Set down the line that contains "Signal-phase audit: put a marker on every instance of the dark" and every line after it to the end of the entries, exactly as they stand and nothing more.

## Provided material
⟨

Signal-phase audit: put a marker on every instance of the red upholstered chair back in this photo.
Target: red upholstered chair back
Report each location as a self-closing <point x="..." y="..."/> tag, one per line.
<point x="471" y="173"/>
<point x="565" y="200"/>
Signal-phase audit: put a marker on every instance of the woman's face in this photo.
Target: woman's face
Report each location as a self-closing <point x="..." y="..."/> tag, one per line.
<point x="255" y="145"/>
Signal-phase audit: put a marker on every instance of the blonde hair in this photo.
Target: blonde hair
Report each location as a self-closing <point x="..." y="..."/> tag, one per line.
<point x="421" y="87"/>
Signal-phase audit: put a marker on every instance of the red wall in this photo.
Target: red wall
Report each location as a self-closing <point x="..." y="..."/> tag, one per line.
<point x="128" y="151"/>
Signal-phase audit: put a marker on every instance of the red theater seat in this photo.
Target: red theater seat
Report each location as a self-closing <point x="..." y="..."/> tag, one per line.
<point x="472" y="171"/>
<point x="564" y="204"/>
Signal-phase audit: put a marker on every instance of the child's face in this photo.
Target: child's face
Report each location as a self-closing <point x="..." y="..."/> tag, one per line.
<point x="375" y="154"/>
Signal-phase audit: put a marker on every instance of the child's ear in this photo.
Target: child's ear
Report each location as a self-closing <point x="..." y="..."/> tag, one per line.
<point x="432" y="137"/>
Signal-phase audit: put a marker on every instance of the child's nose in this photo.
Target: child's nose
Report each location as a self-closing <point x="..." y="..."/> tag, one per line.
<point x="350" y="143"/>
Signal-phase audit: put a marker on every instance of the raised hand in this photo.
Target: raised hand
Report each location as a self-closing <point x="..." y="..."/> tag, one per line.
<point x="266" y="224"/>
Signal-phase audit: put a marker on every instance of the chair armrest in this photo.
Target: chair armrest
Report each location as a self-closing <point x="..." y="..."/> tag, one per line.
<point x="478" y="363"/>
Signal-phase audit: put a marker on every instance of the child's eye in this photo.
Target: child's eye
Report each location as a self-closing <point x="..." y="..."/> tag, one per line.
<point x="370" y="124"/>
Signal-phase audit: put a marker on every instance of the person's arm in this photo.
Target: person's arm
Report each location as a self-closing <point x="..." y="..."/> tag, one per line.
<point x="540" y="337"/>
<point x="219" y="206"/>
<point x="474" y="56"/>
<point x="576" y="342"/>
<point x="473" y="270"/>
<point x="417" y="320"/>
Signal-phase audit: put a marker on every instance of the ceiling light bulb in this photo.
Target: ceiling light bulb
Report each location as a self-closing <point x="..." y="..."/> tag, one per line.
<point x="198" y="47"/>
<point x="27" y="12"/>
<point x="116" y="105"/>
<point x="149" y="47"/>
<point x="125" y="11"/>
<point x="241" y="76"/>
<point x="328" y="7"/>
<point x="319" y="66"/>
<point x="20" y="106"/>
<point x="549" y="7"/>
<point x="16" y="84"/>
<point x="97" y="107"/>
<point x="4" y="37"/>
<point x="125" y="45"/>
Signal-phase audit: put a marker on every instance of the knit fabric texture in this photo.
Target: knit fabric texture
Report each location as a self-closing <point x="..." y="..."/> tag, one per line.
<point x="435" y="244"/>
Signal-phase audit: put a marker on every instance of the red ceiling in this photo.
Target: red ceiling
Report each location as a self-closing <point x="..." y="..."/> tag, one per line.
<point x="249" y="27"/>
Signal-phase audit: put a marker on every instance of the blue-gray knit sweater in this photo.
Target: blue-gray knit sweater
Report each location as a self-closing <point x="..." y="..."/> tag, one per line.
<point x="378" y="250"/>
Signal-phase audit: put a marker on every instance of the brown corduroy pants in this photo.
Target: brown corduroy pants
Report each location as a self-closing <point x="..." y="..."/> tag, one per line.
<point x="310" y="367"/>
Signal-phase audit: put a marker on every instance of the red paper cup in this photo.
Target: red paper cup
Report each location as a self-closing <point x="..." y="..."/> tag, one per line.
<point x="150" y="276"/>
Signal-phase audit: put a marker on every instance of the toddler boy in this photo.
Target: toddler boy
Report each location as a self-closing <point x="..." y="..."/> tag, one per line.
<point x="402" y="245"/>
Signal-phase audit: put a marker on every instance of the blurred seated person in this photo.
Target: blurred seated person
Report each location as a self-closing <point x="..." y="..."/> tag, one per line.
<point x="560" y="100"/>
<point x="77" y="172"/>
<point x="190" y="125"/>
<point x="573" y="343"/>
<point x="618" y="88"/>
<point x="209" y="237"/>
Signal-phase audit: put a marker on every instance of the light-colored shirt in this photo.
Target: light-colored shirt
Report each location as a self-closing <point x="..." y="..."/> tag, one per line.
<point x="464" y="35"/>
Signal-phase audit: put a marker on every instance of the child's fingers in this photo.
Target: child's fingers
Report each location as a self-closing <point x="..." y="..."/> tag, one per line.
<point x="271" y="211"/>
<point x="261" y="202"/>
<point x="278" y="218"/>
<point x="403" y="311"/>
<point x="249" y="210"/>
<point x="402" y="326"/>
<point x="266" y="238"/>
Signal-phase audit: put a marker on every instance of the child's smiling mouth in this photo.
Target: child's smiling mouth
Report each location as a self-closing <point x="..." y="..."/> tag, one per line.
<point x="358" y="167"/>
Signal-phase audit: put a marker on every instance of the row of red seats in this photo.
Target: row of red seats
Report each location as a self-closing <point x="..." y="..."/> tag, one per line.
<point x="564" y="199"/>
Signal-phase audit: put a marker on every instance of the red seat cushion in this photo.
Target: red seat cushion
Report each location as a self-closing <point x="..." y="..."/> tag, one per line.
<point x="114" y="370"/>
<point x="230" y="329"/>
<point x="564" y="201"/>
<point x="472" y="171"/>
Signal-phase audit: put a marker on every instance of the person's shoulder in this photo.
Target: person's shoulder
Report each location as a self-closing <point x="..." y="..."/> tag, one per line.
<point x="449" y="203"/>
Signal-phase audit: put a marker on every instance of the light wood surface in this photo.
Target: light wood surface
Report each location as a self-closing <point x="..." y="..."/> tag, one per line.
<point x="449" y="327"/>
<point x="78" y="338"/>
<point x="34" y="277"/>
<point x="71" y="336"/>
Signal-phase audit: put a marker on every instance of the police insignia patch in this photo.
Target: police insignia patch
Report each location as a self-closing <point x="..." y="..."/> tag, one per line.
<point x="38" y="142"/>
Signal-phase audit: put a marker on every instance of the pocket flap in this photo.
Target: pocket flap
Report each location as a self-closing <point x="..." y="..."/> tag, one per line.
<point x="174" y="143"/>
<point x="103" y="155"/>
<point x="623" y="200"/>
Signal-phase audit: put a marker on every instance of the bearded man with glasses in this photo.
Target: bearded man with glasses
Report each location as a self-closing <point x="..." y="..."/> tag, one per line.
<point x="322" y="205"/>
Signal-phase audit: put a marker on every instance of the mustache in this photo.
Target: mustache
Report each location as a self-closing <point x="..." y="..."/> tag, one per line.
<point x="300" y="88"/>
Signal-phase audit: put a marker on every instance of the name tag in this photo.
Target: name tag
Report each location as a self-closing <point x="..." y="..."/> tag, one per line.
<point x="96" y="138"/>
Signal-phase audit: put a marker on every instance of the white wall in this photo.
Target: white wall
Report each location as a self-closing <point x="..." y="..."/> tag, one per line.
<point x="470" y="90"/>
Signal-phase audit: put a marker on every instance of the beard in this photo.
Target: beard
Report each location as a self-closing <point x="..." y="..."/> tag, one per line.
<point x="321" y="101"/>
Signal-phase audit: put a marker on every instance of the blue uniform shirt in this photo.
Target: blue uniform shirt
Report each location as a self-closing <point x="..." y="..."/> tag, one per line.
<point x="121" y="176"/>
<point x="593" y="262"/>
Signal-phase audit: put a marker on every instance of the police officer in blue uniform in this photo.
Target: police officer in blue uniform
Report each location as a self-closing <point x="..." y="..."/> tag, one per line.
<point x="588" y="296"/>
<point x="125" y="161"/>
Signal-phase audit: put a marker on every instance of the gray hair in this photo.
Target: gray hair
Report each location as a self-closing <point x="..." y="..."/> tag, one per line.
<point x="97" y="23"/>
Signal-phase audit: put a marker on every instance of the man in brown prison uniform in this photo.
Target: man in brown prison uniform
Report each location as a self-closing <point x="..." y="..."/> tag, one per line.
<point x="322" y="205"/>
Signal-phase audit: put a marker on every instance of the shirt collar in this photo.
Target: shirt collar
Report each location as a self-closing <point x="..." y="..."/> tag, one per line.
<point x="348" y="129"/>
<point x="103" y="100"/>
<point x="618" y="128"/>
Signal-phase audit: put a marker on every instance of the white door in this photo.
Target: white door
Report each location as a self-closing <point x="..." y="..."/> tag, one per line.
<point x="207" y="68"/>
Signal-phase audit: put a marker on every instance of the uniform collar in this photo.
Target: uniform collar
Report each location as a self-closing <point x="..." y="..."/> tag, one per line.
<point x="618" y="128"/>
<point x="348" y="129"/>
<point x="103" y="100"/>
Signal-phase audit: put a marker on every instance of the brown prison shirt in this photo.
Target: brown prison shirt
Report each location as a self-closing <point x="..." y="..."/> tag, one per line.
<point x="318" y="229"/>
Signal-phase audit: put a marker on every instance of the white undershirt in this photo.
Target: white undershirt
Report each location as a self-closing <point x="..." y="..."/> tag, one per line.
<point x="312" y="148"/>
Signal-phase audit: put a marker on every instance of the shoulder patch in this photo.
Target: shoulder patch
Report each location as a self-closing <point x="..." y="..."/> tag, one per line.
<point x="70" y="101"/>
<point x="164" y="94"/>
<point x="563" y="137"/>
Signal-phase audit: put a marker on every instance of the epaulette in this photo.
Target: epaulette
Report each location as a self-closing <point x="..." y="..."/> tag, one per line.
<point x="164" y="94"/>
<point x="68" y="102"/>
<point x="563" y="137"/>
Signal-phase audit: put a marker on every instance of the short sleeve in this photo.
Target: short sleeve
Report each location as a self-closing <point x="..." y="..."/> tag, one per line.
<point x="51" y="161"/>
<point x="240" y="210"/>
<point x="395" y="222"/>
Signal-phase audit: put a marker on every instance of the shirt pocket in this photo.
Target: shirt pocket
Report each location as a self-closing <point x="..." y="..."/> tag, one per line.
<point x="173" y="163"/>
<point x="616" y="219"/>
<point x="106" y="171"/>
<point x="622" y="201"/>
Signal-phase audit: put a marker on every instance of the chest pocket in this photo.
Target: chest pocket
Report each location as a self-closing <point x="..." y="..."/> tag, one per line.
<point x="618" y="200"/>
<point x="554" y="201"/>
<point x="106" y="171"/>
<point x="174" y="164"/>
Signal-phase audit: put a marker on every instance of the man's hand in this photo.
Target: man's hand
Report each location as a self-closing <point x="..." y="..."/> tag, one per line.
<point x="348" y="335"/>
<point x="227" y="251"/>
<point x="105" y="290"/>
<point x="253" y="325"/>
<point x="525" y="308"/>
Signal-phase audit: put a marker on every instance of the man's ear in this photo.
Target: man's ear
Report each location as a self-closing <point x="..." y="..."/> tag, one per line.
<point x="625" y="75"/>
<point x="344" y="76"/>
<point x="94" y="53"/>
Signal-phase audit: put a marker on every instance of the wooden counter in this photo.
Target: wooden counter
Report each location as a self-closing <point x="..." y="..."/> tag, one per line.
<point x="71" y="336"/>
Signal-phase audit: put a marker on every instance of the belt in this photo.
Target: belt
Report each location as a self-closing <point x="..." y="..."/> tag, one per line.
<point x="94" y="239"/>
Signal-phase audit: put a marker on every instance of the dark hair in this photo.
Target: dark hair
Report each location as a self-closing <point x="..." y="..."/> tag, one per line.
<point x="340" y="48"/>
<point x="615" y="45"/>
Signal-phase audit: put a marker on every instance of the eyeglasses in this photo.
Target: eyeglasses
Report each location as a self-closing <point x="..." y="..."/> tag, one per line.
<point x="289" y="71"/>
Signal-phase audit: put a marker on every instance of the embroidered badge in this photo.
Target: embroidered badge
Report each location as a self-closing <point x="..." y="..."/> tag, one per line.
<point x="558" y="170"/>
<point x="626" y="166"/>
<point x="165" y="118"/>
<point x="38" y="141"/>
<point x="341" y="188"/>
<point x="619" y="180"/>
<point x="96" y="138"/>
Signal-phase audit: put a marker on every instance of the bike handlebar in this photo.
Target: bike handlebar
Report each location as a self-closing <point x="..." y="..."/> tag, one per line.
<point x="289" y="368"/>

⟩

## Solution to the exercise
Signal-phase audit: put a marker on every instance of the dark hair in this photo.
Target: dark hair
Report each location as a self-closing <point x="..." y="..."/> tag, one per line.
<point x="340" y="48"/>
<point x="615" y="45"/>
Signal-phase audit: put a marker on every instance of the eyeglasses in this photo.
Target: eyeglasses
Report each location as a self-closing <point x="..." y="..."/> tag, one per line.
<point x="289" y="71"/>
Signal-phase audit: put a marker on every instance of the embroidered badge in this photo.
Target: embroidered badge
Report each location as a self-closing <point x="..." y="..."/> tag, one per line.
<point x="558" y="170"/>
<point x="626" y="166"/>
<point x="165" y="118"/>
<point x="38" y="141"/>
<point x="341" y="188"/>
<point x="619" y="180"/>
<point x="96" y="138"/>
Signal-phase audit: put a marker on every instance of the bike handlebar in this photo.
Target: bike handlebar
Report each location as a self-closing <point x="..." y="..."/> tag, one per line.
<point x="289" y="368"/>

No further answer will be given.